Task ->
State how many lines of the entries below contain the word "hair". Give only the number.

Material to process ->

———

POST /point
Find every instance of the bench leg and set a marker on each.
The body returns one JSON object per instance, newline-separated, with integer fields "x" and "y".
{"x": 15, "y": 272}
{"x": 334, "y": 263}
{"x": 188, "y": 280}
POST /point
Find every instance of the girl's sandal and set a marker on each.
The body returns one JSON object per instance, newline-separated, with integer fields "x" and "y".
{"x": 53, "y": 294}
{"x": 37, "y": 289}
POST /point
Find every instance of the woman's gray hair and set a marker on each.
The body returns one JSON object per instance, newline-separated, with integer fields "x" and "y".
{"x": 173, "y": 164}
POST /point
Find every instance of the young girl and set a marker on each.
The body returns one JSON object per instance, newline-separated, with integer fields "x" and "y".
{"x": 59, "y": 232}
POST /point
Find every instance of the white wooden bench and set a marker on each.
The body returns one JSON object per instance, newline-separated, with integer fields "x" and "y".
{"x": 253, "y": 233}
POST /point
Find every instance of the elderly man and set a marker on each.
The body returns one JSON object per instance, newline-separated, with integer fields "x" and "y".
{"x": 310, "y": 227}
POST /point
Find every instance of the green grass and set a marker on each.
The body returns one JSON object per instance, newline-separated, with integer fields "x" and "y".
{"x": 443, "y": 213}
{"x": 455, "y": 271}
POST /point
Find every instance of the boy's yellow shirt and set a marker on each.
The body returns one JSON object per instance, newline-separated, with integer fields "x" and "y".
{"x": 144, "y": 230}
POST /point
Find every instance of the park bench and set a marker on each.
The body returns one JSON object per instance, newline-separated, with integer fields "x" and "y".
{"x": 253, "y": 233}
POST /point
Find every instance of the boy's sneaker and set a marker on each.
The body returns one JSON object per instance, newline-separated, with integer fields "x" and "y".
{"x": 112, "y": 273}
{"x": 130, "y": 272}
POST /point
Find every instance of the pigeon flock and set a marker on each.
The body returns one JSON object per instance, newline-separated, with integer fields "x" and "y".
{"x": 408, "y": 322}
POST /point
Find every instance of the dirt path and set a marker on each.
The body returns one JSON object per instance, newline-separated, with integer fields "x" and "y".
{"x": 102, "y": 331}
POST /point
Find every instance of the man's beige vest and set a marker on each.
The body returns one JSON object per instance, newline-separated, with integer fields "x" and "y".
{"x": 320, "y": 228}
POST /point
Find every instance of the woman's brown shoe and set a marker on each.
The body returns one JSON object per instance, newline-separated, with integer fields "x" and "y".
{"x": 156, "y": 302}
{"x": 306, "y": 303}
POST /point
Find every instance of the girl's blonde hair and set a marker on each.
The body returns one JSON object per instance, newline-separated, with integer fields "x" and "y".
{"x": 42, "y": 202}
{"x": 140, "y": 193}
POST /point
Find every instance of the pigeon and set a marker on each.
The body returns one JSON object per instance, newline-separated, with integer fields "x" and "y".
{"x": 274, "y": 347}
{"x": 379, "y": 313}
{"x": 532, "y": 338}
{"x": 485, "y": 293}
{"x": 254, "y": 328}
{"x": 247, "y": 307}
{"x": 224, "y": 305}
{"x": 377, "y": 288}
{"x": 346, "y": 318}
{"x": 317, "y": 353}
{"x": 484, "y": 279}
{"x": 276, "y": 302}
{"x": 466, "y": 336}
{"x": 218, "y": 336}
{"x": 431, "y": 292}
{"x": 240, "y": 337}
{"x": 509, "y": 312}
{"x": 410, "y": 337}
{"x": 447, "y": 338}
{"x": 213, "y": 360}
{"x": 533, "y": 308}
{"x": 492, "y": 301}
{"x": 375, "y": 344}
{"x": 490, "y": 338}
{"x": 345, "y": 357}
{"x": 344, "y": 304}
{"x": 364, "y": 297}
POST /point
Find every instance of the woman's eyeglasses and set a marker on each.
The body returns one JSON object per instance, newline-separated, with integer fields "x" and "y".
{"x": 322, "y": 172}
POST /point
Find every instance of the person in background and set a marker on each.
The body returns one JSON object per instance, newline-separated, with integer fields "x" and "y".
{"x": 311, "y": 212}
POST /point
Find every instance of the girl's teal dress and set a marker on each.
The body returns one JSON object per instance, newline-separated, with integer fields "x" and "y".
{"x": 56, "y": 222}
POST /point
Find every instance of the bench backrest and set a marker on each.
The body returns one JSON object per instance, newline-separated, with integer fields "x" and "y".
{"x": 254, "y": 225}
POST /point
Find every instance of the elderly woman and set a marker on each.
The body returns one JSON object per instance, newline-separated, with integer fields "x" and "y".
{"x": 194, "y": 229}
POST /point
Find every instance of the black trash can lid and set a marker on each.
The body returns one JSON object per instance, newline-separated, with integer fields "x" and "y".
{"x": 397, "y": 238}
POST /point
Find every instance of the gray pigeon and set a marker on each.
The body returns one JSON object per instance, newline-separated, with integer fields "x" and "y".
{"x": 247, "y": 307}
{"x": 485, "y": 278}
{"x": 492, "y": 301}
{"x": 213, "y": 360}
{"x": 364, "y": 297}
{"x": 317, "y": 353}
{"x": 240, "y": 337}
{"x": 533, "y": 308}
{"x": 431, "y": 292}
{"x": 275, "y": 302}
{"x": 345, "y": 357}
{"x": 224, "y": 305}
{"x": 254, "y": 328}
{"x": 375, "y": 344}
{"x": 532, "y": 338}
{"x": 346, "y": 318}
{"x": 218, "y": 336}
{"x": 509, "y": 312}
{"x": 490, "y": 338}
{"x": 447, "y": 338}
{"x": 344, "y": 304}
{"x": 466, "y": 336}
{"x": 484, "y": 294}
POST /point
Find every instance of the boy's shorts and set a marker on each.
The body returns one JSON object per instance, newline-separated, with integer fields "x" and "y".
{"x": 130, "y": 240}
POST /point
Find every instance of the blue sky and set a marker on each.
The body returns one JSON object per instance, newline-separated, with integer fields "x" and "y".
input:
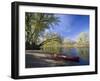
{"x": 70, "y": 26}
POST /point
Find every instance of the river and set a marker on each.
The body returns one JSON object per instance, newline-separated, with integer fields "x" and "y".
{"x": 83, "y": 53}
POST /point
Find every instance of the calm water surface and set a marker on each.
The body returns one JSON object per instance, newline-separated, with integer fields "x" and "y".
{"x": 82, "y": 53}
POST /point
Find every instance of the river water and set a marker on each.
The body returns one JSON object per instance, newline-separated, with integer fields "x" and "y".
{"x": 82, "y": 53}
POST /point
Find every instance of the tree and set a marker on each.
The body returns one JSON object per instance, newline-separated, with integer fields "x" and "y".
{"x": 36, "y": 23}
{"x": 83, "y": 39}
{"x": 52, "y": 44}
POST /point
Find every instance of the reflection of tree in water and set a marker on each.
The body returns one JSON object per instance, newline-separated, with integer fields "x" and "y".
{"x": 83, "y": 53}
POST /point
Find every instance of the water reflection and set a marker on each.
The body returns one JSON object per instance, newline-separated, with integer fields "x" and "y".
{"x": 83, "y": 53}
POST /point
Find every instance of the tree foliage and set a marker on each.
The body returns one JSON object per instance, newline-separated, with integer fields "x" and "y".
{"x": 36, "y": 23}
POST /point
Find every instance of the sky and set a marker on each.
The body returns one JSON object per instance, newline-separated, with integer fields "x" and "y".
{"x": 70, "y": 26}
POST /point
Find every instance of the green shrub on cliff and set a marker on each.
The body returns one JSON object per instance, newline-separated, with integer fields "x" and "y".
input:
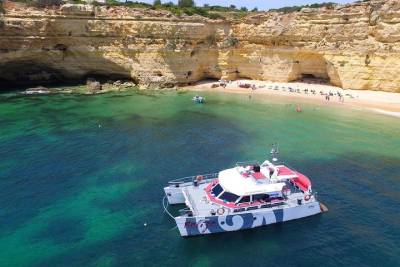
{"x": 186, "y": 3}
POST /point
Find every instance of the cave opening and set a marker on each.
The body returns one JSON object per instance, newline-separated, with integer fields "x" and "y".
{"x": 313, "y": 79}
{"x": 312, "y": 68}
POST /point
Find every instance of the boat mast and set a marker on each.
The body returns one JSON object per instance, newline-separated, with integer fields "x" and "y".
{"x": 274, "y": 152}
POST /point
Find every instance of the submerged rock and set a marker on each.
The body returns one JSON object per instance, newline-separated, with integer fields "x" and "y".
{"x": 93, "y": 86}
{"x": 38, "y": 90}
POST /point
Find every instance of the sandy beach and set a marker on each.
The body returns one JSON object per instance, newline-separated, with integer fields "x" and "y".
{"x": 377, "y": 101}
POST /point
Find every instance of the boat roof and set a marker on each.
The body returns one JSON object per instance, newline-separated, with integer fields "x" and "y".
{"x": 232, "y": 181}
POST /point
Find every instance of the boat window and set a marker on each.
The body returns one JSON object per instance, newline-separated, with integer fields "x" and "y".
{"x": 264, "y": 197}
{"x": 216, "y": 190}
{"x": 229, "y": 197}
{"x": 245, "y": 199}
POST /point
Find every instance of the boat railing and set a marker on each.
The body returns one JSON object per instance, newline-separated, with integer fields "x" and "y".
{"x": 247, "y": 163}
{"x": 194, "y": 178}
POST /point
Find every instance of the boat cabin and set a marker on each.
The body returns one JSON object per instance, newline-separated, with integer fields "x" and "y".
{"x": 253, "y": 185}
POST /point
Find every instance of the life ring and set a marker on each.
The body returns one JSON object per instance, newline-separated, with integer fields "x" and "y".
{"x": 220, "y": 211}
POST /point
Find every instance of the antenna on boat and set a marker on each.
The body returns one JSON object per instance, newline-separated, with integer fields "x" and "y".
{"x": 274, "y": 152}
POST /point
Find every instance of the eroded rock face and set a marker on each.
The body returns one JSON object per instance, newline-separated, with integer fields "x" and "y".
{"x": 354, "y": 46}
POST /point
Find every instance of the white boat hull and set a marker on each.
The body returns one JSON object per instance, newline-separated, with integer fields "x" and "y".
{"x": 190, "y": 226}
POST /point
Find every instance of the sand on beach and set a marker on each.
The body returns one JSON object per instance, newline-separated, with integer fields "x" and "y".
{"x": 377, "y": 101}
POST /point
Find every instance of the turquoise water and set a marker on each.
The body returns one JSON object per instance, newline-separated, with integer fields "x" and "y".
{"x": 81, "y": 175}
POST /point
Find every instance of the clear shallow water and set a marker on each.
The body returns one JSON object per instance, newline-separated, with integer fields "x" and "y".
{"x": 80, "y": 175}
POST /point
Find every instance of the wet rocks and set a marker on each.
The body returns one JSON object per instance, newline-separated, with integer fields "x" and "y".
{"x": 38, "y": 90}
{"x": 93, "y": 86}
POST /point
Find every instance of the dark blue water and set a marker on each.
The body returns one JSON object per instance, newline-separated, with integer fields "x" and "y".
{"x": 81, "y": 175}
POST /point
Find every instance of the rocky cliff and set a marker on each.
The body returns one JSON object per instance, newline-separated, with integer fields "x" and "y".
{"x": 354, "y": 46}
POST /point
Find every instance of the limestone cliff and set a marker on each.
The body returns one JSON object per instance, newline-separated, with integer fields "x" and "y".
{"x": 354, "y": 46}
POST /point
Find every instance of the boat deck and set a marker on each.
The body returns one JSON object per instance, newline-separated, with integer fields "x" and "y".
{"x": 198, "y": 201}
{"x": 200, "y": 204}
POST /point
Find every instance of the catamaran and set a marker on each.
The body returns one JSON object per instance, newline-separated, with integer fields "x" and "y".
{"x": 246, "y": 196}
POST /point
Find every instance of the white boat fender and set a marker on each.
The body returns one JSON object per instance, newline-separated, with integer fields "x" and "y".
{"x": 220, "y": 211}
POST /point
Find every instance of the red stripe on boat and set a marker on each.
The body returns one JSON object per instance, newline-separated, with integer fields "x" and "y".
{"x": 302, "y": 181}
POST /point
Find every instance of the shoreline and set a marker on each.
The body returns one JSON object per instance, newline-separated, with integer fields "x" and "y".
{"x": 376, "y": 101}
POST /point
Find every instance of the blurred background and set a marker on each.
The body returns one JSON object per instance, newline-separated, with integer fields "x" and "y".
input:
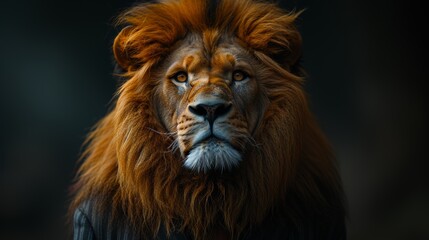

———

Task solution ->
2